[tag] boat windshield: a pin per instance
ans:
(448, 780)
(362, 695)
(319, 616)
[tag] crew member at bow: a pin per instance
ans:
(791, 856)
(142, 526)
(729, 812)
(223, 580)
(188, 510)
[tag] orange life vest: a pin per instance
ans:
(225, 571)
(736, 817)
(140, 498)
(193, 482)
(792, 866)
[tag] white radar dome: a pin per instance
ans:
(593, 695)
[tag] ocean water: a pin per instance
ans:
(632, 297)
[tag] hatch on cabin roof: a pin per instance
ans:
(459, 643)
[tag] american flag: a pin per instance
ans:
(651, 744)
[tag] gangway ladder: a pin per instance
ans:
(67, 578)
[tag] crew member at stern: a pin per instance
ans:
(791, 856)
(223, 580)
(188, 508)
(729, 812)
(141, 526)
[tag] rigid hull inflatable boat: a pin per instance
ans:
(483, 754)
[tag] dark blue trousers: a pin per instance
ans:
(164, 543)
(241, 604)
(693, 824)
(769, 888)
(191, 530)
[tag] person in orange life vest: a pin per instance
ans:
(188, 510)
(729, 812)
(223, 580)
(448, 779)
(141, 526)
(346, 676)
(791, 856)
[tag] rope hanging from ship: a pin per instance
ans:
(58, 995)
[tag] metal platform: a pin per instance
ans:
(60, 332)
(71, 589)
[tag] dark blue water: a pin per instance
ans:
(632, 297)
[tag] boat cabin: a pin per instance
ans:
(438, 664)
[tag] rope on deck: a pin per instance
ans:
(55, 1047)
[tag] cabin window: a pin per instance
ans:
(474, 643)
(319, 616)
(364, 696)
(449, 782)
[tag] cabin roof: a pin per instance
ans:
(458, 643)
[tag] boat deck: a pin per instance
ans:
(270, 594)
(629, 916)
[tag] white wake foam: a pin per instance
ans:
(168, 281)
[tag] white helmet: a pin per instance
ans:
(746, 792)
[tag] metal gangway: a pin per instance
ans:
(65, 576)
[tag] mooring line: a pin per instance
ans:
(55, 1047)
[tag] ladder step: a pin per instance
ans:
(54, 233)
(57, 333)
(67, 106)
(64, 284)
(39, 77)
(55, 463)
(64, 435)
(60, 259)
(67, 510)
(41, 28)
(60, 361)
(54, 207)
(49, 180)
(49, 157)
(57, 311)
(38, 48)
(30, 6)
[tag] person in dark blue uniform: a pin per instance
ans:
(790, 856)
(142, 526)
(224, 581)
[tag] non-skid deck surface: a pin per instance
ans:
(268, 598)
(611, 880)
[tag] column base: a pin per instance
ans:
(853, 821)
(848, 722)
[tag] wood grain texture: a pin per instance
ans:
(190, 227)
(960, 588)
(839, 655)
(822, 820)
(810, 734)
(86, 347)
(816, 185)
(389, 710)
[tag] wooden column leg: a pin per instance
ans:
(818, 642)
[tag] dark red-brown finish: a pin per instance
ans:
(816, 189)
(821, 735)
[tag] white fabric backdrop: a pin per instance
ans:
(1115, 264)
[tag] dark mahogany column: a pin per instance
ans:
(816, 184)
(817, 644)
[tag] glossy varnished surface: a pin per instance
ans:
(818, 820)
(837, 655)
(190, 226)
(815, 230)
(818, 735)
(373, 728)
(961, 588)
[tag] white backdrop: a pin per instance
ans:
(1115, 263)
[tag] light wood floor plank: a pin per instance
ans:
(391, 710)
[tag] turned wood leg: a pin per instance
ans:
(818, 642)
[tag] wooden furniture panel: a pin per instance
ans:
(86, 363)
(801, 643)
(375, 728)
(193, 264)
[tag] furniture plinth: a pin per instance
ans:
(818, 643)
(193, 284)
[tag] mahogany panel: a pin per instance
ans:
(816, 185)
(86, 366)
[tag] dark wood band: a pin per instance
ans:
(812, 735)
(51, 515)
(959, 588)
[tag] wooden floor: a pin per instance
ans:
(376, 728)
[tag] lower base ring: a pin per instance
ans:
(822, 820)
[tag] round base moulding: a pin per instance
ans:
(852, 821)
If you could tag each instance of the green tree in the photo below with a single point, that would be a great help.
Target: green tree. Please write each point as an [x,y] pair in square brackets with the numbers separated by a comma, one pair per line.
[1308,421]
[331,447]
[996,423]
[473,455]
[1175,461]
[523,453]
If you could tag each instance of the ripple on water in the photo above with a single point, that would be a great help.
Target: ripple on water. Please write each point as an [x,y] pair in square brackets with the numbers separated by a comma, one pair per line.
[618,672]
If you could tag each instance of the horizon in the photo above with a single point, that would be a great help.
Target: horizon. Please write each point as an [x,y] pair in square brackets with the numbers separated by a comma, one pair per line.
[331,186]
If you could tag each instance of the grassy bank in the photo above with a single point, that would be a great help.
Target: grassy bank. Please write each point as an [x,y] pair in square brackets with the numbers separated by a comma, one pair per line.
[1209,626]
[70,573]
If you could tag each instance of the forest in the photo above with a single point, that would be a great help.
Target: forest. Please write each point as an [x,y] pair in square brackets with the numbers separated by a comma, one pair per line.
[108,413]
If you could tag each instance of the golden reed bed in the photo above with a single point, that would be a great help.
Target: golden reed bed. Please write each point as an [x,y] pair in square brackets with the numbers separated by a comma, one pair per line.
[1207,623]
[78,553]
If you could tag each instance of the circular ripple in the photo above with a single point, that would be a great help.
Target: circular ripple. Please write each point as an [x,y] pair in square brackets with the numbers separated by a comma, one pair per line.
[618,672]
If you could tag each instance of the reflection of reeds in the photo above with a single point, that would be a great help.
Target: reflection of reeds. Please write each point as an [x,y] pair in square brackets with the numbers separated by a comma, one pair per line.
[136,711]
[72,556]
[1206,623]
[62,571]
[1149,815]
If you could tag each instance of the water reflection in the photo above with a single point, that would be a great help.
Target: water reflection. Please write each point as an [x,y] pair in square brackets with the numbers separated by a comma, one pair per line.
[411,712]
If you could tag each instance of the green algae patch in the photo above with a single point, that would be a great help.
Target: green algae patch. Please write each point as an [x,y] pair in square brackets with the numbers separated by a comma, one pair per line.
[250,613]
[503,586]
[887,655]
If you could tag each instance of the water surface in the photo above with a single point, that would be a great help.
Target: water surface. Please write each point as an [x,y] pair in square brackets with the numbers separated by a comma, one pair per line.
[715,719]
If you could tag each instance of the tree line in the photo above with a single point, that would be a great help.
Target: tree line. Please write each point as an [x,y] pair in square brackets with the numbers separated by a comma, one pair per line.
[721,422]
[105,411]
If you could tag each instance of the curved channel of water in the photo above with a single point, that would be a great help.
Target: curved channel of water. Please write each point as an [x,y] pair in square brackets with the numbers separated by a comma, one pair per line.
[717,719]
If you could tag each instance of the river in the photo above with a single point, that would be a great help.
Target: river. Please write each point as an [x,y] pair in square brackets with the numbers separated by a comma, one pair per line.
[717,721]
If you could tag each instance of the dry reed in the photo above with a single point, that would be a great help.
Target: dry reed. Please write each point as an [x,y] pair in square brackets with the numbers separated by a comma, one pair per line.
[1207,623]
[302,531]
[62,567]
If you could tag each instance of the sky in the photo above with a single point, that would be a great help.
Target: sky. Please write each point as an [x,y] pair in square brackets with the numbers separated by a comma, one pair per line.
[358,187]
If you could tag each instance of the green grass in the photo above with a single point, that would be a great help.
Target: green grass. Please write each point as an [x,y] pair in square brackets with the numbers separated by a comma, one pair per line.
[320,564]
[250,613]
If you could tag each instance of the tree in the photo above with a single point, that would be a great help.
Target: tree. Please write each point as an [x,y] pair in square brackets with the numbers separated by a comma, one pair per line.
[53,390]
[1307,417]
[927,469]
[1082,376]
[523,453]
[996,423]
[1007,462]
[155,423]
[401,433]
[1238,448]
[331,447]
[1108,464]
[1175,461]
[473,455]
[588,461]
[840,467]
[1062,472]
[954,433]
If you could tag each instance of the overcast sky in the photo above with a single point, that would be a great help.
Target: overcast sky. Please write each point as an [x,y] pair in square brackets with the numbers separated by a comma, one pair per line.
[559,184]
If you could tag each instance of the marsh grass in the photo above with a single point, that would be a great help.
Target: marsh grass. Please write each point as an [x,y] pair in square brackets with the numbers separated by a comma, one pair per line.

* _AIM OF THE TASK_
What are the exact lines from the beginning of the material through the line containing "[tag] orange life vest: a pin per instance"? Write out those lines alone.

* _YOUR SOLUTION_
[tag] boat windshield: a pin per instance
ans:
(448, 780)
(362, 695)
(319, 616)
[tag] crew member at bow: a pin per instance
ans:
(791, 856)
(142, 526)
(729, 812)
(223, 580)
(188, 510)
[tag] orange life vest: a pin per instance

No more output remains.